EXERCISE DESCRIPTION
Your reply should consist solely of the lines from the one containing "logo on jersey, that would be wonderful." through the end of the data, restated word for word.

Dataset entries
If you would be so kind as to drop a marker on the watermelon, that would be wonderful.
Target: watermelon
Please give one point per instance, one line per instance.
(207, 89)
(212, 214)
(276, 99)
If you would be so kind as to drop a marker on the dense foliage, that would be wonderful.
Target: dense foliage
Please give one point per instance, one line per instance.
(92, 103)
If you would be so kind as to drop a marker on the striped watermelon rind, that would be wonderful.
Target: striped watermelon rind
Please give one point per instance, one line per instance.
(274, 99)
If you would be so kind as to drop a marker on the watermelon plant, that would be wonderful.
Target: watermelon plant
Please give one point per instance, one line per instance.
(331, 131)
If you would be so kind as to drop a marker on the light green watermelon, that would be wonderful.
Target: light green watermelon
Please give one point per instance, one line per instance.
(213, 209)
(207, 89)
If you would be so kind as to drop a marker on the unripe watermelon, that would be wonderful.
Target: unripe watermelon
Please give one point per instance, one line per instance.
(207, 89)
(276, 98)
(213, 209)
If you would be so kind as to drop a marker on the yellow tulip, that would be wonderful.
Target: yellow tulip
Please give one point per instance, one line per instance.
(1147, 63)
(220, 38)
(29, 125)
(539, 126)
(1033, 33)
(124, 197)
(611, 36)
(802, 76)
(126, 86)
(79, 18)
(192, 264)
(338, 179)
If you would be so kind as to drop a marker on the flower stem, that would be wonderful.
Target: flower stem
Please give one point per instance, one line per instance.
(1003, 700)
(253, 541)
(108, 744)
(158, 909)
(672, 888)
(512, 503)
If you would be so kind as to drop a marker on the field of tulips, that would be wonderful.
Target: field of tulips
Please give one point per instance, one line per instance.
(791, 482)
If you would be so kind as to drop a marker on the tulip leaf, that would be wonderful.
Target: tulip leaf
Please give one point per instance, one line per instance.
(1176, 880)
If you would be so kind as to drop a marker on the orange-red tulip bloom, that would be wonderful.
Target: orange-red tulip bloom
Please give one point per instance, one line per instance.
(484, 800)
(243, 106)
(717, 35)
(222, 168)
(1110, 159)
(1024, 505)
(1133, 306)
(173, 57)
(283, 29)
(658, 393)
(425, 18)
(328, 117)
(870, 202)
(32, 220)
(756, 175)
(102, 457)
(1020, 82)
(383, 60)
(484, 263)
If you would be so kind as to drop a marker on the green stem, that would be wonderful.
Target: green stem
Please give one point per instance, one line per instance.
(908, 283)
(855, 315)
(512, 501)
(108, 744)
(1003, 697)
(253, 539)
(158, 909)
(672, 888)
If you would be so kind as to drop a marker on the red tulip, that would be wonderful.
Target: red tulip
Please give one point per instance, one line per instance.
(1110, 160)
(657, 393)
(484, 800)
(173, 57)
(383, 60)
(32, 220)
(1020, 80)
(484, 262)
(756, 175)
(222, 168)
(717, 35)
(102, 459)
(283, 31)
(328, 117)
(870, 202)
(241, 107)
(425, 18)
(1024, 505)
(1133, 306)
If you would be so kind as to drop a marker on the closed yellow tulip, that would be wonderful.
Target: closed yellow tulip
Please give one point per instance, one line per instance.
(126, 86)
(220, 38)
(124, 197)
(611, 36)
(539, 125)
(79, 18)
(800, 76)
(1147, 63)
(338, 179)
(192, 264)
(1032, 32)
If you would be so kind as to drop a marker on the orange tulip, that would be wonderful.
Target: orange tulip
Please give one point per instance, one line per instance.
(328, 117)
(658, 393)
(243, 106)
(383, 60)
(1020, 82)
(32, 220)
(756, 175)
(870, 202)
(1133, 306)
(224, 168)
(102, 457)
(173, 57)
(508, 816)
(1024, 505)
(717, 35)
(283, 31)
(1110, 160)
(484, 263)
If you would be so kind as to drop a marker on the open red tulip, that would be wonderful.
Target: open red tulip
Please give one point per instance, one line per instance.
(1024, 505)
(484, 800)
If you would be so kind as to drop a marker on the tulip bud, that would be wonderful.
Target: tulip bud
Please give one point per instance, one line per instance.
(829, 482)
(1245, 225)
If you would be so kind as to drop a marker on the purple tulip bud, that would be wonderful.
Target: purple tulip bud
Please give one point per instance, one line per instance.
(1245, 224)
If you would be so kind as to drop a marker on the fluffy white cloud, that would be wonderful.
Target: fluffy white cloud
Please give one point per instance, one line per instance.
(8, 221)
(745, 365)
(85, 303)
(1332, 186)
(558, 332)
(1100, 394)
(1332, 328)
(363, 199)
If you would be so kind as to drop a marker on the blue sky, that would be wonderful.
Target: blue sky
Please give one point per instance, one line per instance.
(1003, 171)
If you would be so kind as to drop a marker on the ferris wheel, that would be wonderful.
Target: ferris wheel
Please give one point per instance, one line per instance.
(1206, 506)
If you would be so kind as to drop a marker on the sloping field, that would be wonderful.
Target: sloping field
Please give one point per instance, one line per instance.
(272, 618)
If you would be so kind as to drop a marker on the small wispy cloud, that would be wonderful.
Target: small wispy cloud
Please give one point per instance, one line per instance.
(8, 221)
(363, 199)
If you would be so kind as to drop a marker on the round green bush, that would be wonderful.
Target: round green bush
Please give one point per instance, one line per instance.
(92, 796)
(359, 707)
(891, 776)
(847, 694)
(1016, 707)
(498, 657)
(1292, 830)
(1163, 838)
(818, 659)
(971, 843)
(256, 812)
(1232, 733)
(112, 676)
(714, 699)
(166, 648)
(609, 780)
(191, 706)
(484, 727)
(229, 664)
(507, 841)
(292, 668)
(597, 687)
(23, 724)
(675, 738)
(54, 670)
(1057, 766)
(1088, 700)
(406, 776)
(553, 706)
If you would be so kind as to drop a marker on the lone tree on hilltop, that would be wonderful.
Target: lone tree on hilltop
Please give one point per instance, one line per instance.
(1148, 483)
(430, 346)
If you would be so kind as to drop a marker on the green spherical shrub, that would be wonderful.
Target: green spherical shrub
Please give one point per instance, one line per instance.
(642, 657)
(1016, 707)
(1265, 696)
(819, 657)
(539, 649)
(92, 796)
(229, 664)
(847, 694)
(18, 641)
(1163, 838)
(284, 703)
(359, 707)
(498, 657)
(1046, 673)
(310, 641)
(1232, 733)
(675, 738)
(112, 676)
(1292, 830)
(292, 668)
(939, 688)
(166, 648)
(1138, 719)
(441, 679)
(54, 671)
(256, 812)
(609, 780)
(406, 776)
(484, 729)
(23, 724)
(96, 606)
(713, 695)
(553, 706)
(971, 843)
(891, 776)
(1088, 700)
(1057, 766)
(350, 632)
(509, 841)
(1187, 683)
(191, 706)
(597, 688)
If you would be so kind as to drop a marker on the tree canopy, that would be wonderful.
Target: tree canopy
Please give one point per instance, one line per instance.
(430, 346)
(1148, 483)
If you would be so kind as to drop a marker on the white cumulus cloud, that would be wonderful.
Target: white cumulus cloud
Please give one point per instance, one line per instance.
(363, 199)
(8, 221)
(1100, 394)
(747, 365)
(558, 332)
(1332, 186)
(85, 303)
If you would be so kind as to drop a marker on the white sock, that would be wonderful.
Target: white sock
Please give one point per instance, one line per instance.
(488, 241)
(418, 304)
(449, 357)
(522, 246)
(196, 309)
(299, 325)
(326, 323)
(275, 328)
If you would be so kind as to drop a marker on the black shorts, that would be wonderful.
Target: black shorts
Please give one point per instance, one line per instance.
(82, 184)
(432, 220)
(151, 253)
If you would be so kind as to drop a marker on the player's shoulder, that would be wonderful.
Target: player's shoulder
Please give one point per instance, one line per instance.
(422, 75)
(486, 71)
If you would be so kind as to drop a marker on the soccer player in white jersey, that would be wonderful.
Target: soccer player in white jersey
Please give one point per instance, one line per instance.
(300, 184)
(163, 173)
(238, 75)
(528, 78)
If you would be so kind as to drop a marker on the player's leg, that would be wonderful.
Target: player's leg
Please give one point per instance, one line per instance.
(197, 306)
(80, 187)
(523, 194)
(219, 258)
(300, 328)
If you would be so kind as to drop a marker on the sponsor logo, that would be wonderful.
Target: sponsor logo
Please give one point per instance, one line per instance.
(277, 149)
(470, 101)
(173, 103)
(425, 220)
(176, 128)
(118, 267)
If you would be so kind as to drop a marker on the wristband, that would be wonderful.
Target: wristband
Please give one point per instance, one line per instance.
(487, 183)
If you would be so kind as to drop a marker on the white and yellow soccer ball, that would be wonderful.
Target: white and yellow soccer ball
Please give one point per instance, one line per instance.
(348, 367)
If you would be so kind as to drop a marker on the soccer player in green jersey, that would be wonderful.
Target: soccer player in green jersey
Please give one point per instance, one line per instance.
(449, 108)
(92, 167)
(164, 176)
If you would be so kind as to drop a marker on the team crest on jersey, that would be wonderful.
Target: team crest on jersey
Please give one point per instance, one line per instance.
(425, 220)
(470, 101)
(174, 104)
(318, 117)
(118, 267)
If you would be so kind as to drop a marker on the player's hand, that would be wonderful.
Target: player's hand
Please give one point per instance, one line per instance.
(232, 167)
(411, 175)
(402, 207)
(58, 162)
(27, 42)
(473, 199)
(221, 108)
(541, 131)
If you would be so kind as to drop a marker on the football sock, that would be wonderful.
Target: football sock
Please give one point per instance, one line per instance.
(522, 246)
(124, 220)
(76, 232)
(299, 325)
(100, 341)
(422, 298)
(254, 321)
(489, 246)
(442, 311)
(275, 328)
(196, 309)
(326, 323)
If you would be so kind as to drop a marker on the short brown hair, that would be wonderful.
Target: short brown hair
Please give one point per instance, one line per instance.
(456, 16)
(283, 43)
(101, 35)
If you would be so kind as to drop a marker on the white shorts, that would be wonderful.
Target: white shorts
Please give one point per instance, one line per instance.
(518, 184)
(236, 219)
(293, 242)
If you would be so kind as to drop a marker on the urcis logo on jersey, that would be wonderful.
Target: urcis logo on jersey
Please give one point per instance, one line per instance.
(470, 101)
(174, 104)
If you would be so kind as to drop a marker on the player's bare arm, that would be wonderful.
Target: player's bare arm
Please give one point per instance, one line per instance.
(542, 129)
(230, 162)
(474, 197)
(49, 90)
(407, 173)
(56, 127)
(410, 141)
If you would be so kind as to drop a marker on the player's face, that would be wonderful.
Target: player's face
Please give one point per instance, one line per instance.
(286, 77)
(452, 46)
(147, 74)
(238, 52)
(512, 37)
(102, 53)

EXERCISE RESULT
If you would be so kind as to drop a marker on the urcis logo on jersey, that would be wonderful.
Target: urcis logo on jersey
Please give one point per instance, one line per instance.
(470, 101)
(174, 104)
If you would be so kind as to drop a marker on the player's bare arm, that would be wonderful.
Target: player's bare arm
Please give one point per instance, one line per instance.
(542, 129)
(230, 162)
(474, 197)
(49, 90)
(407, 173)
(56, 127)
(410, 141)
If you would be so kind as to drop a marker on the player's face, that would be wonderful.
Target: player's face
Please give one point per instance, one line per instance.
(286, 77)
(452, 46)
(147, 74)
(238, 52)
(512, 37)
(102, 53)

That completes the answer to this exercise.